# Chickenbone 2.21 Reds, Drum, Shark



## bigassredfish (Apr 3, 2011)

Decided the fight the cold wind and headed out to Chickenbone beach this morning around 5:30am. Glad we went because it was a GREAT day of fishing! As soon as the lines were in the water it was "FISH ON!" Ended up with one black drum, four redfish, and one shark. The first redfish I pulled in was probably the largest one I have ever caught! It measured 47" and was fat! The smallest red caught today was 33". Everything we caught today was released safely and unharmed.


----------



## GROUPERKING (Sep 28, 2011)

Looks like you had a pretty good day ! Thanks for the report.


----------



## DAWGONIT (Jan 16, 2009)

Envious for sure after minding the desk all day.
Thanks for sharing & catch 'em up.


----------



## Cant.Git.Enuf (Jan 21, 2013)

Thats a good catch! Thanks for sharing


----------



## bigassredfish (Apr 3, 2011)

Thanks it was a great day! Glad we got it in before this weekend weather.


----------



## devinsdad (Mar 31, 2010)

Very nice job and that is one hell of a fat redfish. Looks like she has been eating well.


----------



## Caddy Yakker (May 21, 2011)

Nice! I talked to you guys on Monday down at pickens "asked if you guys got any pompano". I fished chicken bone that day with live fleas and fresh shrimp for a couple hrs without a single bite. Gonna try again this weekend.


----------



## bigassredfish (Apr 3, 2011)

Oh yeah! We weren't in great spirits on Monday. Not a bit all day long. I caught the black drum on a pompano line I had out. I have been keeping one pomp line out but haven't caught one in a few weeks.


----------

**STATED TASK A**:
Rewrite the fishing thread starting at "## GROUPERKING (Sep" and ending at "catch 'em up.", replacing "desk" with "office".

**TASK INPUTS**:
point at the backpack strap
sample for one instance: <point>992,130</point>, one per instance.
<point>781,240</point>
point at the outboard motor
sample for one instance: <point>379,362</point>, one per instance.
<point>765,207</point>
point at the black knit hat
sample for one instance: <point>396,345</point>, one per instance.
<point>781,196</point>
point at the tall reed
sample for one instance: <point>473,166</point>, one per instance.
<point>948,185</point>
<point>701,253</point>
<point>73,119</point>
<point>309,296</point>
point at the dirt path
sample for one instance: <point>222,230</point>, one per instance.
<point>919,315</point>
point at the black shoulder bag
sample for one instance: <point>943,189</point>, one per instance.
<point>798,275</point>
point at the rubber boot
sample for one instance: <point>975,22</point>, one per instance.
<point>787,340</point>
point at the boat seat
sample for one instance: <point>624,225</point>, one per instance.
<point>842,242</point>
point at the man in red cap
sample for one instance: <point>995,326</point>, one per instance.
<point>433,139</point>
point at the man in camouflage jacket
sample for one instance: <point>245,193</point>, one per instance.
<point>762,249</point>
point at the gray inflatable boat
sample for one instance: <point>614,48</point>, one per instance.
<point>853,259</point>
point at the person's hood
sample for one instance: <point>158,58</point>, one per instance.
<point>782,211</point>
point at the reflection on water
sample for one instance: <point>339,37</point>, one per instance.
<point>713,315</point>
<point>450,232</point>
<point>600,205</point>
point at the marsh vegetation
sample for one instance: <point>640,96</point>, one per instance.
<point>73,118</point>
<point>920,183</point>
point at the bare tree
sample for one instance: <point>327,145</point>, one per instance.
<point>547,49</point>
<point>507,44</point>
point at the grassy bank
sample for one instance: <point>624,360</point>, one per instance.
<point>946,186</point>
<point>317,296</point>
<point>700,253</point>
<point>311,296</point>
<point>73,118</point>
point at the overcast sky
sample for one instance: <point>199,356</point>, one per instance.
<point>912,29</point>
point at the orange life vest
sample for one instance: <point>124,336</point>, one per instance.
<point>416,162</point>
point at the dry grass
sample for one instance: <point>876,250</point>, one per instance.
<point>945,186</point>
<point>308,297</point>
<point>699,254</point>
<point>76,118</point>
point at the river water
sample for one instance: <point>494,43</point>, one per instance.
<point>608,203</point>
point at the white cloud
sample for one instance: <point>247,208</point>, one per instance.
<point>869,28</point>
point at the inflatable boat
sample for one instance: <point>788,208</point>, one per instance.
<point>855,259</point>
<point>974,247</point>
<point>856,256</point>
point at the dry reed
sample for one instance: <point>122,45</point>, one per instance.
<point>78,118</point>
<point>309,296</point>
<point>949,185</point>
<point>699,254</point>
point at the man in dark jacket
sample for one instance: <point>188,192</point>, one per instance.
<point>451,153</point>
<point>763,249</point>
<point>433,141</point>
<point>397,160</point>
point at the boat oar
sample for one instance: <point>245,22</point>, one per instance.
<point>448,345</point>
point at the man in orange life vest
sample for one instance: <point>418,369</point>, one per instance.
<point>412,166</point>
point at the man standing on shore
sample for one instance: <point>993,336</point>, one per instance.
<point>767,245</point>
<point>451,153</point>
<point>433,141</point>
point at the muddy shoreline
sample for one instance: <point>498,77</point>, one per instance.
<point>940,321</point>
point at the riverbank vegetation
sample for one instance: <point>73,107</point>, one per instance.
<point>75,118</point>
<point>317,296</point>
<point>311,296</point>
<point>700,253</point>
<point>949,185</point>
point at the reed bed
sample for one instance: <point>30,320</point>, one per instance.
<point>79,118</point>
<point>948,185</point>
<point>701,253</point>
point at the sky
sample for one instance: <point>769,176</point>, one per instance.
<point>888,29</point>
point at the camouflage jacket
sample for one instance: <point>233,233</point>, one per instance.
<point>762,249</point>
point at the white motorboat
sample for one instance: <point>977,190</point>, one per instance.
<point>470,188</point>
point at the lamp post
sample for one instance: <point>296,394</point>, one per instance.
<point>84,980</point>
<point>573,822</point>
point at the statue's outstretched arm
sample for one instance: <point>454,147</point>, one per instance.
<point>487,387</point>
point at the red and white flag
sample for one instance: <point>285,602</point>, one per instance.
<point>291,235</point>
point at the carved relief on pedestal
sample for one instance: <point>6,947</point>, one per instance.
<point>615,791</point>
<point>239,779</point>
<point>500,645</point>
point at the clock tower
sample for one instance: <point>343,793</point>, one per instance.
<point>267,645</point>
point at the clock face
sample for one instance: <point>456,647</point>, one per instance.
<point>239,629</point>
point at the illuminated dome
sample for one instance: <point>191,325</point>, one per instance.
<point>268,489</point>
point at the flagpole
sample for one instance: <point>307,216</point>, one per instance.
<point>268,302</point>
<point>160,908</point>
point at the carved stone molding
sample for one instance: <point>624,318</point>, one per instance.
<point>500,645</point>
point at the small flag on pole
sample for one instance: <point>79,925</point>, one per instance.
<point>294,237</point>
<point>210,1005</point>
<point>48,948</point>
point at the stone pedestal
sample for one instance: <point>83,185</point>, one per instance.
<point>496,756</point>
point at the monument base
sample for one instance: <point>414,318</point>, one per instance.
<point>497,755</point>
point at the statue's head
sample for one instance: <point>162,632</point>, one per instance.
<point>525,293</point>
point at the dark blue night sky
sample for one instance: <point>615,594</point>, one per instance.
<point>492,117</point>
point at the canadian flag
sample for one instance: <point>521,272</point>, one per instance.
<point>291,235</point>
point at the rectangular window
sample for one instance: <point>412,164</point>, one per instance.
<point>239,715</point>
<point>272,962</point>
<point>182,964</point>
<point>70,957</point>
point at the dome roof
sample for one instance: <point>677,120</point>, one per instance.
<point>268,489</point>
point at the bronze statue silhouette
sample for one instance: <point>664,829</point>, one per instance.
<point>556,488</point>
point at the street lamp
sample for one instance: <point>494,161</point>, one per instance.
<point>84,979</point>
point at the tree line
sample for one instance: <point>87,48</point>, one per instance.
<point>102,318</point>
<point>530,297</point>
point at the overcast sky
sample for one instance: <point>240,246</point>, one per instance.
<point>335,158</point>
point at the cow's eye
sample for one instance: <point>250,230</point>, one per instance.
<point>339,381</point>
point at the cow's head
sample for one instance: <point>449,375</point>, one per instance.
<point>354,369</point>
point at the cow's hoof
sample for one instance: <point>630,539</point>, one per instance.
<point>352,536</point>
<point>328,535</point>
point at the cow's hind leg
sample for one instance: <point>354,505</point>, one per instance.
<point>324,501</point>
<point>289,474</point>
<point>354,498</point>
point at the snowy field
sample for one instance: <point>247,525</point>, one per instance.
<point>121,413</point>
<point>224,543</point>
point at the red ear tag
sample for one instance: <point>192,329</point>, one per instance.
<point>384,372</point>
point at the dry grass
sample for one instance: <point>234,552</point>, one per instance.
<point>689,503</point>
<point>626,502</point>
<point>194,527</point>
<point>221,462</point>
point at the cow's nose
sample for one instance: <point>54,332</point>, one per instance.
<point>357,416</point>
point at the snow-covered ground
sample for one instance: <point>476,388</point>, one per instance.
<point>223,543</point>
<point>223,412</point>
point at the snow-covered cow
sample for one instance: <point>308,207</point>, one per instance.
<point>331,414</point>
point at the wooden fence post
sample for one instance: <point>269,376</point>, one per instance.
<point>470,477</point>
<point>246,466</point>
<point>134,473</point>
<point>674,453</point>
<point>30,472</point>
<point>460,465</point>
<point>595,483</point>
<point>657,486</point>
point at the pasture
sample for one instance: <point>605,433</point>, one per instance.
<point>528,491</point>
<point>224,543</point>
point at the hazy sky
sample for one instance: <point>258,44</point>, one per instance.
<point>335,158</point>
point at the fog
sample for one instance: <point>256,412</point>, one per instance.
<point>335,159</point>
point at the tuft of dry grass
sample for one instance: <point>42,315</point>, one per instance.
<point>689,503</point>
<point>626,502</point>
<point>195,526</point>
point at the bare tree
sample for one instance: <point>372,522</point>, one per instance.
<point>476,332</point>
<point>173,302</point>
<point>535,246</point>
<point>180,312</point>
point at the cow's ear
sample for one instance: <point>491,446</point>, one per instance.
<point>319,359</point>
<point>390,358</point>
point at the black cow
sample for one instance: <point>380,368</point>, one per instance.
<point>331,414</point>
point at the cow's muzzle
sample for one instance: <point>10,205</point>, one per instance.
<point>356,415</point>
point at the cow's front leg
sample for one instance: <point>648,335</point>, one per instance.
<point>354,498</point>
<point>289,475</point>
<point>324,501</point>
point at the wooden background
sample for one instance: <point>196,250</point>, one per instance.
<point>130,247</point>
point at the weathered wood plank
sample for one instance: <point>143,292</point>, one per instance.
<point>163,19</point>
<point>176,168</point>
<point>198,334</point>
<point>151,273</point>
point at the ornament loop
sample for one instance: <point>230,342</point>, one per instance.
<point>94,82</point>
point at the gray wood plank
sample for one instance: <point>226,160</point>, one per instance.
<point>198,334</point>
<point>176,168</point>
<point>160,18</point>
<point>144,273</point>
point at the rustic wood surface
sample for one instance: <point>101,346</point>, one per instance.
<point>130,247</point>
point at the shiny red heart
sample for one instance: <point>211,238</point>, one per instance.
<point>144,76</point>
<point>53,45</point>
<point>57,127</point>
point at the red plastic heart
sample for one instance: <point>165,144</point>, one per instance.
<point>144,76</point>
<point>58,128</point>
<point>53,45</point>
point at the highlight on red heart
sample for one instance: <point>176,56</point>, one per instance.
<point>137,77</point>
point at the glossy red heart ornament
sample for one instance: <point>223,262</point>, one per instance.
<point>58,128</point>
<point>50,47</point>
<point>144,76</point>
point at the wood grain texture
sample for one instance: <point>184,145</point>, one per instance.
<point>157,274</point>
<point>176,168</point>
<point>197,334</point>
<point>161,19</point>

**STATED TASK B**:
Copy the entries word for word, starting at their first line and ending at the line that contains "<point>781,196</point>", including both.

**EXPECTED OUTPUT A**:
## GROUPERKING (Sep 28, 2011)

Looks like you had a pretty good day ! Thanks for the report.


----------



## DAWGONIT (Jan 16, 2009)

Envious for sure after minding the office all day.
Thanks for sharing & catch 'em up.

**EXPECTED OUTPUT B**:
point at the backpack strap
sample for one instance: <point>992,130</point>, one per instance.
<point>781,240</point>
point at the outboard motor
sample for one instance: <point>379,362</point>, one per instance.
<point>765,207</point>
point at the black knit hat
sample for one instance: <point>396,345</point>, one per instance.
<point>781,196</point>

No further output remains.